═════ RECORD EXCERPTS ═════
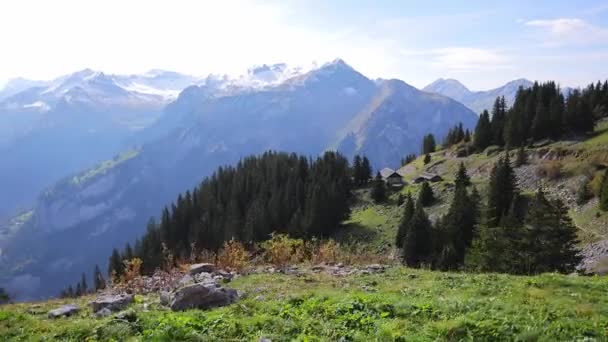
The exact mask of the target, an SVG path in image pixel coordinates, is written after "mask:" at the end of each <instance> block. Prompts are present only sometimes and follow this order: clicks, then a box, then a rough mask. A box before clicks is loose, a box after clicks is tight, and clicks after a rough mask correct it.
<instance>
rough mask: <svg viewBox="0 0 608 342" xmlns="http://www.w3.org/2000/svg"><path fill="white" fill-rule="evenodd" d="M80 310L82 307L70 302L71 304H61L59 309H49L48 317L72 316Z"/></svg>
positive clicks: (57, 317) (53, 317)
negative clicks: (60, 306) (67, 304)
mask: <svg viewBox="0 0 608 342" xmlns="http://www.w3.org/2000/svg"><path fill="white" fill-rule="evenodd" d="M78 311H80V308H79V307H78V306H76V305H74V304H69V305H64V306H61V307H59V308H57V309H53V310H51V311H49V313H48V317H49V318H58V317H62V316H65V317H69V316H72V315H73V314H75V313H77V312H78Z"/></svg>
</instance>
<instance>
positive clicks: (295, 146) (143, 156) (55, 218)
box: [0, 60, 476, 297]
═════
** TASK **
Before writing out the material above, please remove its pictures; everything else stays exact.

** RESULT OF THIS TASK **
The exact mask of the target, an SVG path in image pixel coordinates, is written after "mask:" at the end of each <instance> block. Prompts are present only sometimes and follow this order: clicks, then a box, then a rough mask. A box before clicks is loose, a box after clicks is tight, and clicks after a rough mask correct it.
<instance>
rough mask: <svg viewBox="0 0 608 342" xmlns="http://www.w3.org/2000/svg"><path fill="white" fill-rule="evenodd" d="M80 310L82 307L70 302L71 304H61L59 309H49L48 317L72 316Z"/></svg>
positive clicks: (57, 317) (53, 317)
negative clicks: (60, 306) (67, 304)
mask: <svg viewBox="0 0 608 342" xmlns="http://www.w3.org/2000/svg"><path fill="white" fill-rule="evenodd" d="M78 311H80V308H79V307H78V306H76V305H74V304H69V305H64V306H61V307H59V308H57V309H53V310H51V311H49V313H48V317H49V318H58V317H62V316H65V317H69V316H72V315H73V314H75V313H77V312H78Z"/></svg>
</instance>
<instance>
positive clicks: (295, 146) (143, 156) (55, 218)
box: [0, 60, 476, 297]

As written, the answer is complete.